TASK STATEMENT —
Tally the lines in the entries below that contain the word "person", and reply with only that number.

[Entries excerpted from a collection]

━━━━

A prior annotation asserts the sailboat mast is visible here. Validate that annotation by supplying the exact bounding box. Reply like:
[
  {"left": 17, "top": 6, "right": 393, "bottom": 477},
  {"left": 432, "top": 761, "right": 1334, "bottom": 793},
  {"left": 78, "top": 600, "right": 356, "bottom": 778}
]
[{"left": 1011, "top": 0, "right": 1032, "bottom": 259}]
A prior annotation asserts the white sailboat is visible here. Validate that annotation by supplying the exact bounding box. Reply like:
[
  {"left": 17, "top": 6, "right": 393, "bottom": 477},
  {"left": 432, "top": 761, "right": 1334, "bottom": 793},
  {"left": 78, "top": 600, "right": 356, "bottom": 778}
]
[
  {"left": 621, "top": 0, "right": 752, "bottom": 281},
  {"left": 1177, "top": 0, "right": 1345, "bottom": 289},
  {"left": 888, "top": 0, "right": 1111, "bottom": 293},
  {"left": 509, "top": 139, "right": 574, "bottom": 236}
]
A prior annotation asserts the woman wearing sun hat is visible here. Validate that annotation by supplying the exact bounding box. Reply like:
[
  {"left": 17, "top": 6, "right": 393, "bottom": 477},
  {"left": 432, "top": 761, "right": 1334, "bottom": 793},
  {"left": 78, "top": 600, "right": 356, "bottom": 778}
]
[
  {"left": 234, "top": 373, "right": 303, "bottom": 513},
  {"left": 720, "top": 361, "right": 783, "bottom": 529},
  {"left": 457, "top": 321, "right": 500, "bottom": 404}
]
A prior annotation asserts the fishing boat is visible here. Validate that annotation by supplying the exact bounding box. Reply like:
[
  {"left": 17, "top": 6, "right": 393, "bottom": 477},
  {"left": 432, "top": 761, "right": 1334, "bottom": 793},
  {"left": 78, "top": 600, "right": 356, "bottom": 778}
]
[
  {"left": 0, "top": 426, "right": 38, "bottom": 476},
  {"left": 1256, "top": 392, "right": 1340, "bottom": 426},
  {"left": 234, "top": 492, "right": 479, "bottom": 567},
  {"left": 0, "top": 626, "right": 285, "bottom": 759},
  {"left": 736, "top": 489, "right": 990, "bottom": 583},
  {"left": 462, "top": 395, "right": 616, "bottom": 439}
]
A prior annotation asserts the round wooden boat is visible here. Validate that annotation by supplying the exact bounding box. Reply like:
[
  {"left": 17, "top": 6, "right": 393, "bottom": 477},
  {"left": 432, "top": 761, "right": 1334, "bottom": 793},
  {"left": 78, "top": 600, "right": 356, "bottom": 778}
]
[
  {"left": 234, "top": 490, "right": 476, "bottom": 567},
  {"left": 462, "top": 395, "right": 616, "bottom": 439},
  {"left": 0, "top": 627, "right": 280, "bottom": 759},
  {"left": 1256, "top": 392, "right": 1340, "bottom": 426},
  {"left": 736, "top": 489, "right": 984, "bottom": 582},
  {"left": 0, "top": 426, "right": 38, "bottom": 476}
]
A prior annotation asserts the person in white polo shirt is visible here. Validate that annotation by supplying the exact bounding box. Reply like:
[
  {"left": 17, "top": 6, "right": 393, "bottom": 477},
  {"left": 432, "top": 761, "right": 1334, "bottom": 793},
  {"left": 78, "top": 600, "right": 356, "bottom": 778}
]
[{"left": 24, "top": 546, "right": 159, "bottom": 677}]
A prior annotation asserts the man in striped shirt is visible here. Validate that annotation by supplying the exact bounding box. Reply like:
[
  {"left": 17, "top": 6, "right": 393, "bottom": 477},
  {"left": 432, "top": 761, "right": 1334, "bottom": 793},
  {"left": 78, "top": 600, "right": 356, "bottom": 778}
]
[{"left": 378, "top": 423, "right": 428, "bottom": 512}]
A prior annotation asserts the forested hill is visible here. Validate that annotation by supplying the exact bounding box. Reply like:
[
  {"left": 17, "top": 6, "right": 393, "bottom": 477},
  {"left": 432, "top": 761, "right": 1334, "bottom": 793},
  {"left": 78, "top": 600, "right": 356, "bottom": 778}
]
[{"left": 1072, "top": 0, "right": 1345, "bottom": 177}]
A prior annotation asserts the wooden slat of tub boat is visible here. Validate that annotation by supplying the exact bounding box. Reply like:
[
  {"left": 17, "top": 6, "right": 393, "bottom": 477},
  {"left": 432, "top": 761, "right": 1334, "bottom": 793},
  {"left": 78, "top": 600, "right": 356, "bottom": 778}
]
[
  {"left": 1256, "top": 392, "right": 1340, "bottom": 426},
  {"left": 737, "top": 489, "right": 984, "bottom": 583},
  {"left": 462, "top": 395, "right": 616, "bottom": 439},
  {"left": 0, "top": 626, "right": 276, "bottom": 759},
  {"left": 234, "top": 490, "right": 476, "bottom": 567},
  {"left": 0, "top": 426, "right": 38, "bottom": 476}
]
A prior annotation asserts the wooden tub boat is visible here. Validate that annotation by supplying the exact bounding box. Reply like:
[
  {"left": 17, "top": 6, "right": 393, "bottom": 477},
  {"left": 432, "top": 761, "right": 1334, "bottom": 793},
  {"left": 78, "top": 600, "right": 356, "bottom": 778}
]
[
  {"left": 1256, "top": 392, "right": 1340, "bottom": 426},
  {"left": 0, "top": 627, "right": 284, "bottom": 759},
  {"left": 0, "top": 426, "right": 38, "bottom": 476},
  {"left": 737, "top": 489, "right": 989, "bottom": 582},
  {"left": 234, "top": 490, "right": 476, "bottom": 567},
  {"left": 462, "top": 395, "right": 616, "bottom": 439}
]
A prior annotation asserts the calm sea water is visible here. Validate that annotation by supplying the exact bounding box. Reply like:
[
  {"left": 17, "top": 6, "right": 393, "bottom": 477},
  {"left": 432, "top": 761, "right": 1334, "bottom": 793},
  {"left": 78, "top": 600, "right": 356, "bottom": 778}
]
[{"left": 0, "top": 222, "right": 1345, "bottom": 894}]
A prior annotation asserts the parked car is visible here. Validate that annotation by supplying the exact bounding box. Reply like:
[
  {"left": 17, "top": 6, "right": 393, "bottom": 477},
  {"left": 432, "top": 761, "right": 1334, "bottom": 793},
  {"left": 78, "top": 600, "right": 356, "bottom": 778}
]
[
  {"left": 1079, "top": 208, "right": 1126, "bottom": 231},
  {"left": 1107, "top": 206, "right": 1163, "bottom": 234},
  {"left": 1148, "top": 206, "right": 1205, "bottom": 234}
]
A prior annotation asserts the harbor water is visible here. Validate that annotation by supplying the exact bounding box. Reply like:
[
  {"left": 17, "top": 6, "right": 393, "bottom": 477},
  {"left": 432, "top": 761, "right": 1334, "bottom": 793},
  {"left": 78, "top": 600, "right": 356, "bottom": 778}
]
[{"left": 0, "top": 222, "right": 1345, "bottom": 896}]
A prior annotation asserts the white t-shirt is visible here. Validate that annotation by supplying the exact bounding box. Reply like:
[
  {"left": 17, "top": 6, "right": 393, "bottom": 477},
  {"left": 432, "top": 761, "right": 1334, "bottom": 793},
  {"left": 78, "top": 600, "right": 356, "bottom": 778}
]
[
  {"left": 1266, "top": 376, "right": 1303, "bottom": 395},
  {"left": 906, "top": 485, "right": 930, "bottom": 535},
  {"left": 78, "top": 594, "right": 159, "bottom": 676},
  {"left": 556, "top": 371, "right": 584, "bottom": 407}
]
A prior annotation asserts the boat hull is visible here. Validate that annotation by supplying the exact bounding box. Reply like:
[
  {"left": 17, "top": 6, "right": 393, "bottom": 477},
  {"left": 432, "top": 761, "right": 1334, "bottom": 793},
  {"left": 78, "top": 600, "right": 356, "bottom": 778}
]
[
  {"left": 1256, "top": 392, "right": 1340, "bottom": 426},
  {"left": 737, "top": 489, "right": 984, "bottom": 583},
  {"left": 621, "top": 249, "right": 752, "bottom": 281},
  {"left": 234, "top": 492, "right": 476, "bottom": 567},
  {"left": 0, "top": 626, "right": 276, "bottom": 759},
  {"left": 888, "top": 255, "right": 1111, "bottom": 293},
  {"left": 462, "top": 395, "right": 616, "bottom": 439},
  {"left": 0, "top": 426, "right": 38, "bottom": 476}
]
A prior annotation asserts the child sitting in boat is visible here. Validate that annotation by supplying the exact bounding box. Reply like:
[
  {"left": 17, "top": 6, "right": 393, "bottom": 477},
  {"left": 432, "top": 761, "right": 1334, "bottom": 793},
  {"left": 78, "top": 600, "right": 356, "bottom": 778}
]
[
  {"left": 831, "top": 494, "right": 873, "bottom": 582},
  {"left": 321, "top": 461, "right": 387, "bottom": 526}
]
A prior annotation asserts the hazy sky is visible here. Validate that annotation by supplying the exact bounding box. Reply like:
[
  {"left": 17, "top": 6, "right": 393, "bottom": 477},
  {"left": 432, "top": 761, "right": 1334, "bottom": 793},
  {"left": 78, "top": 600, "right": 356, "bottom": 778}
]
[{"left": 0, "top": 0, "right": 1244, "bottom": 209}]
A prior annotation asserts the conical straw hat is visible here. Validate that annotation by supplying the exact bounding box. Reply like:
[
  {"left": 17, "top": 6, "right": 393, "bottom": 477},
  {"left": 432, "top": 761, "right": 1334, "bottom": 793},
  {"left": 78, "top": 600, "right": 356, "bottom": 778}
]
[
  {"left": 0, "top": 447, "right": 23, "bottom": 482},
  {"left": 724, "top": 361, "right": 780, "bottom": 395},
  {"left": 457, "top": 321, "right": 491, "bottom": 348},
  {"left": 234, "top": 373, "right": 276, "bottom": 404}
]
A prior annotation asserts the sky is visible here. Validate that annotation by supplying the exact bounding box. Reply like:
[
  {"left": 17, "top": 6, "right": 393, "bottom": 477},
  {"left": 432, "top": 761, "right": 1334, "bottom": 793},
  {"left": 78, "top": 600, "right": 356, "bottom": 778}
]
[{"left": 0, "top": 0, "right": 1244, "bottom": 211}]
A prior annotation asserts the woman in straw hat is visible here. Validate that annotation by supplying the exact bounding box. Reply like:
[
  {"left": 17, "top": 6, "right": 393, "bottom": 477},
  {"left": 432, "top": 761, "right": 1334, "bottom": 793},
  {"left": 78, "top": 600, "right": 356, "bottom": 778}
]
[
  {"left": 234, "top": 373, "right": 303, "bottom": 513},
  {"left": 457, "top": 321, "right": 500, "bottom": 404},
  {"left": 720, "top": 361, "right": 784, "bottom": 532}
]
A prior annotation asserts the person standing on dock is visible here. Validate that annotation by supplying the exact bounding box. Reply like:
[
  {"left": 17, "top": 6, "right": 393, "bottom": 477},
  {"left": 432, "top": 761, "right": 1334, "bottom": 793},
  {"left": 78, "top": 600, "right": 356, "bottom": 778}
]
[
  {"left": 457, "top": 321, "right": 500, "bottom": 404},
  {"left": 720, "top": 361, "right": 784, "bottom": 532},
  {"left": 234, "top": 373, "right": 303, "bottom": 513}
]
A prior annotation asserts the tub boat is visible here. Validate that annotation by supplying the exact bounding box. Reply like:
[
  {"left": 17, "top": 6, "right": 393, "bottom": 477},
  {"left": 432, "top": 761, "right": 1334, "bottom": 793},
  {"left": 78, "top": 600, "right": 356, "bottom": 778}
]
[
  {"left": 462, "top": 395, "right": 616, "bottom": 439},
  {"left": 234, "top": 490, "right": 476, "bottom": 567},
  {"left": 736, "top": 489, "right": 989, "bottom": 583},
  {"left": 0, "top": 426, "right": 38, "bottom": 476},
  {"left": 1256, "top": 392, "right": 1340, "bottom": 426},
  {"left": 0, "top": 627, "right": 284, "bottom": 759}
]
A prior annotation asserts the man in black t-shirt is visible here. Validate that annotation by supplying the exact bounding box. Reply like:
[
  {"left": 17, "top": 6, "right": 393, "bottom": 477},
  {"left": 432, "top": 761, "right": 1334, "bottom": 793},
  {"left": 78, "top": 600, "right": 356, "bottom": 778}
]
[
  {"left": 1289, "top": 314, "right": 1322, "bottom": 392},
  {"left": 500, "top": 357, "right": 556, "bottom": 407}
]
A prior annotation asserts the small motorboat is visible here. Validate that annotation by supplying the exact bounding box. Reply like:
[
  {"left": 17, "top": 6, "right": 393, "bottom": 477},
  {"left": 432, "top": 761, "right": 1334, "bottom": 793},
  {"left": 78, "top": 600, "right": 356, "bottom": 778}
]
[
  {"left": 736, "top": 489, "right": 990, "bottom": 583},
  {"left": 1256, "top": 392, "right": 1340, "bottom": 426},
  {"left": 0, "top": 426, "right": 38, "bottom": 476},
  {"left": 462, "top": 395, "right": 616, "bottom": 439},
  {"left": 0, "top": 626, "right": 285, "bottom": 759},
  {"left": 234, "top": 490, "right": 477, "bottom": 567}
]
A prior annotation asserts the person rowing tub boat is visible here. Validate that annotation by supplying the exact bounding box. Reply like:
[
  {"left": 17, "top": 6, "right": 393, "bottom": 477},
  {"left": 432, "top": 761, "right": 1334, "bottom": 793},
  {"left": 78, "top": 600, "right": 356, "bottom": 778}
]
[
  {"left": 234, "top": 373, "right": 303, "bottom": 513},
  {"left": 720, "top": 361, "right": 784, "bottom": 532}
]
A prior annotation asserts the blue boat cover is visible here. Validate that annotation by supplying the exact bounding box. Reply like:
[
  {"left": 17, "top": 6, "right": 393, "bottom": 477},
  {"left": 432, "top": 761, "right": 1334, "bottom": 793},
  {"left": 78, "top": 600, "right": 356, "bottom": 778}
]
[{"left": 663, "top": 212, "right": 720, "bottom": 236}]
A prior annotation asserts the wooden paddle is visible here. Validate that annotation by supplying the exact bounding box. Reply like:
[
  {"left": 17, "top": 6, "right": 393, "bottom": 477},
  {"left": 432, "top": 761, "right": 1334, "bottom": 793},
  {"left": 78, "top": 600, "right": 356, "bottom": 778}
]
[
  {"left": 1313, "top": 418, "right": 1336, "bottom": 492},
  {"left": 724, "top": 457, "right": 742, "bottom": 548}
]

━━━━

RESPONSE FOR THIS EXERCISE —
3